▶ **WORK INSTRUCTIONS**:
Please print every line of the data below, unchanged, from the first line to the last.

BEGIN EXTRACTED DATA

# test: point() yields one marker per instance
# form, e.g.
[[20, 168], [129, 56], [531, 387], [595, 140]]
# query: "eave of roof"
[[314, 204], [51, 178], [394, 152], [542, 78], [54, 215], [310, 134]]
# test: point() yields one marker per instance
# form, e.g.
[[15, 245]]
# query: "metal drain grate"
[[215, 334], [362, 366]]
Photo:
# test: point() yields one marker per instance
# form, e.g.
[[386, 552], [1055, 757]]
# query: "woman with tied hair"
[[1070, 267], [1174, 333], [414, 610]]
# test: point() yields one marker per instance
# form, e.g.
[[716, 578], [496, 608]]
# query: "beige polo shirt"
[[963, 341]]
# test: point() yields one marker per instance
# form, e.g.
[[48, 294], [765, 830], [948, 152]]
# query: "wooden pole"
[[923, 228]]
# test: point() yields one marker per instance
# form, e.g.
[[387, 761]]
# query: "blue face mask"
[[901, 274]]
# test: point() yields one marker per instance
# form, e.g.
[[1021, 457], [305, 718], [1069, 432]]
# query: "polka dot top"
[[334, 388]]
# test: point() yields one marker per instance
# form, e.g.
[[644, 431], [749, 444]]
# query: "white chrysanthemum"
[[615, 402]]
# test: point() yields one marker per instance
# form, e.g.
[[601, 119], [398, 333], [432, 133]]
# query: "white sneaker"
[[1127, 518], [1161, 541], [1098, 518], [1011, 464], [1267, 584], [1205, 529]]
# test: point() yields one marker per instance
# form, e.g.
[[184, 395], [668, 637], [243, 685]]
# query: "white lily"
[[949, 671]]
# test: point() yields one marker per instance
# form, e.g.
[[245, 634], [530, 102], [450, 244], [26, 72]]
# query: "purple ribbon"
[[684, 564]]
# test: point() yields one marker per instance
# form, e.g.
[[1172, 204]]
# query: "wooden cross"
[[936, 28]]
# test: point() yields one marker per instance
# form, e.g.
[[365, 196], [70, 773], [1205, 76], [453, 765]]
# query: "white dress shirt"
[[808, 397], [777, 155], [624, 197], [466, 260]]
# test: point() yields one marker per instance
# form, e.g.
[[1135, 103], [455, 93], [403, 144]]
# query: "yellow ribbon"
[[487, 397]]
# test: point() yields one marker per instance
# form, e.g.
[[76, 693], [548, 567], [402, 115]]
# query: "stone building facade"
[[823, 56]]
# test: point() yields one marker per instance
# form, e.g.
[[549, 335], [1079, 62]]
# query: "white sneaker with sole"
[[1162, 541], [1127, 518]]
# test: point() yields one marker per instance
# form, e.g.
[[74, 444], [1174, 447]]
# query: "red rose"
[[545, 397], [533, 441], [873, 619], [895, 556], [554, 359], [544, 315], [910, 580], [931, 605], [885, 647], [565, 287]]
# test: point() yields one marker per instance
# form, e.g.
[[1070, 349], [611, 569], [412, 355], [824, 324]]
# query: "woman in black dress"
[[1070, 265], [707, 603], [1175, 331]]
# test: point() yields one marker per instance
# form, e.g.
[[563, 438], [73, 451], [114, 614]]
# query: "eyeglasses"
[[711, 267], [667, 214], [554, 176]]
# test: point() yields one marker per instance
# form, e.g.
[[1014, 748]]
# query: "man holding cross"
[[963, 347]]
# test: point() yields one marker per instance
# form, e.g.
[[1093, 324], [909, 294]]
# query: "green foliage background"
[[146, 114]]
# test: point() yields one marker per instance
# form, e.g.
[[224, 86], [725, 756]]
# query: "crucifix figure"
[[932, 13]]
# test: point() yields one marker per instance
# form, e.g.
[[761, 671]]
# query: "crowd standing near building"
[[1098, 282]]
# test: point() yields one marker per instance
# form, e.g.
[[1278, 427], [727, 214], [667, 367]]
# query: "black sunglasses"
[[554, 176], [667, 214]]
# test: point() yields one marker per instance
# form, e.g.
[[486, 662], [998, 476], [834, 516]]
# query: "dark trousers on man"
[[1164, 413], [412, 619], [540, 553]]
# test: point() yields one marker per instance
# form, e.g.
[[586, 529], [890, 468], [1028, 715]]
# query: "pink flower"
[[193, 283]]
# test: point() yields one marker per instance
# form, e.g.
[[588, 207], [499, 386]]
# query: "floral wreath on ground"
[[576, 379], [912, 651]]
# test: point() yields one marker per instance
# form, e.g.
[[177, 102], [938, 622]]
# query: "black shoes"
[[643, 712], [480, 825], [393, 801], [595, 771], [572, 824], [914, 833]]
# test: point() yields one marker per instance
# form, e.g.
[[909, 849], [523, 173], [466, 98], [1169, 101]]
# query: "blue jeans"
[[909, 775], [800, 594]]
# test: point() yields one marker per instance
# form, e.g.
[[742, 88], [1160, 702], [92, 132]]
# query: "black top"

END EXTRACTED DATA

▶ **RESPONSE TO THIS EXERCISE**:
# test: point() yields one marker per instance
# form, e.g.
[[20, 168], [129, 56], [531, 387], [595, 140]]
# query: "eave of roof"
[[314, 204], [51, 178], [394, 152], [542, 78], [54, 215], [310, 134]]
# test: point() yields one marker per instance
# form, e.g.
[[15, 245]]
# query: "metal drain grate"
[[215, 334], [362, 366]]
Photo:
# test: point() yields one marker per instance
# form, e.g.
[[386, 552], [1055, 757]]
# query: "woman with tied hair"
[[1070, 267], [1174, 333], [414, 610]]
# test: point() yields one marker per instance
# form, e.g.
[[716, 578], [496, 608]]
# query: "beige polo shirt"
[[963, 341]]
# test: point() yields one marker per instance
# form, e.g.
[[48, 294], [765, 830], [948, 152]]
# query: "wooden pole"
[[923, 228]]
# test: point() yields one marker per instance
# form, e.g.
[[387, 761]]
# query: "blue face mask"
[[901, 274]]
# test: point() yields one marker per instance
# form, e.g.
[[1021, 457], [305, 718], [1069, 432]]
# query: "polka dot top"
[[334, 388]]
# test: point() yields one marker per instance
# form, e.g.
[[644, 431], [749, 444]]
# query: "white chrysanthemum"
[[615, 402]]
# test: point() yields one marker per instance
# form, e.g.
[[601, 119], [398, 333], [432, 133]]
# query: "white sneaker"
[[1127, 518], [1161, 541], [1098, 518], [1011, 464], [1267, 584], [1205, 529]]
# test: point() yields one marker per instance
# form, e.g.
[[184, 395], [668, 637], [243, 685]]
# query: "white lily"
[[949, 671]]
# test: point() yields one marker per instance
# form, e.g.
[[245, 634], [530, 102], [450, 244], [26, 72]]
# query: "purple ribbon"
[[684, 564]]
# test: point() yields one marker per instance
# form, e.g.
[[1172, 204]]
# query: "wooden cross"
[[936, 28]]
# test: point() yields one marker per instance
# form, e.g.
[[365, 196], [70, 773], [1205, 76], [453, 765]]
# query: "white dress shirt"
[[808, 397], [777, 155], [624, 197], [466, 260]]
# test: point() yields one marker per instance
# form, e.g.
[[1135, 103], [455, 93], [403, 144]]
# query: "yellow ribbon"
[[487, 397]]
# test: point() yields one marker per instance
# form, e.g.
[[76, 693], [548, 567], [402, 115]]
# query: "stone building facade"
[[823, 56]]
# test: point() yields one marker per instance
# form, e.g.
[[549, 335], [1079, 62]]
# query: "white sneaker with sole"
[[1162, 541], [1127, 518]]
# test: point() yields one marker per instance
# form, e.g.
[[74, 444], [1174, 447]]
# query: "red rose"
[[545, 397], [533, 441], [873, 619], [895, 556], [554, 359], [544, 315], [910, 580], [931, 605], [885, 647], [565, 287]]
# test: point() yields one marker per instance
# form, e.g.
[[1070, 349], [611, 569], [412, 355], [824, 324]]
# query: "woman in black dress"
[[1070, 265], [707, 603], [1175, 331]]
# test: point() yields one marker per instance
# form, e.g.
[[563, 438], [73, 451], [114, 614]]
# query: "eyeglasses"
[[711, 267], [667, 214], [554, 176]]
# test: point() yields one marker per instance
# form, e.g.
[[1014, 748]]
# query: "man holding cross"
[[963, 347]]
# test: point() yields one marker per instance
# form, e.g.
[[1093, 324], [909, 294]]
# query: "green foliage background"
[[146, 114]]
# test: point() yields one marker per instance
# form, e.g.
[[224, 86], [725, 756]]
# query: "crucifix figure"
[[932, 13]]
# test: point() yields one marker per instance
# form, e.g.
[[761, 671]]
# query: "crowd standing near building"
[[1098, 282]]
# test: point() yields one marker per instance
# form, e.g.
[[1278, 427], [727, 214], [667, 367]]
# query: "black sunglasses"
[[554, 176], [667, 214]]
# test: point() yields one marker per instance
# form, e.g.
[[486, 662], [998, 476], [834, 516]]
# query: "dark trousers on man"
[[1164, 413], [412, 619], [540, 553]]
# test: point() yields one marker per instance
# form, e.g.
[[586, 529], [890, 468], [1028, 715]]
# query: "pink flower"
[[193, 283]]
# test: point() yields one marker per instance
# form, e.g.
[[588, 207], [499, 386]]
# query: "floral wreath on ground"
[[576, 379], [912, 651]]
# test: point() yields one marker per instance
# form, e.g.
[[177, 102], [938, 622]]
# query: "black shoes"
[[643, 712], [480, 825], [393, 801], [595, 771], [572, 824], [914, 833]]
# test: point() yields one marker per instance
# form, e.g.
[[909, 849], [523, 173], [466, 98], [1169, 101]]
# query: "blue jeans"
[[909, 775], [800, 594]]
# test: point() yields one marker per instance
# form, e.g.
[[742, 88], [1160, 702], [92, 132]]
# query: "black top"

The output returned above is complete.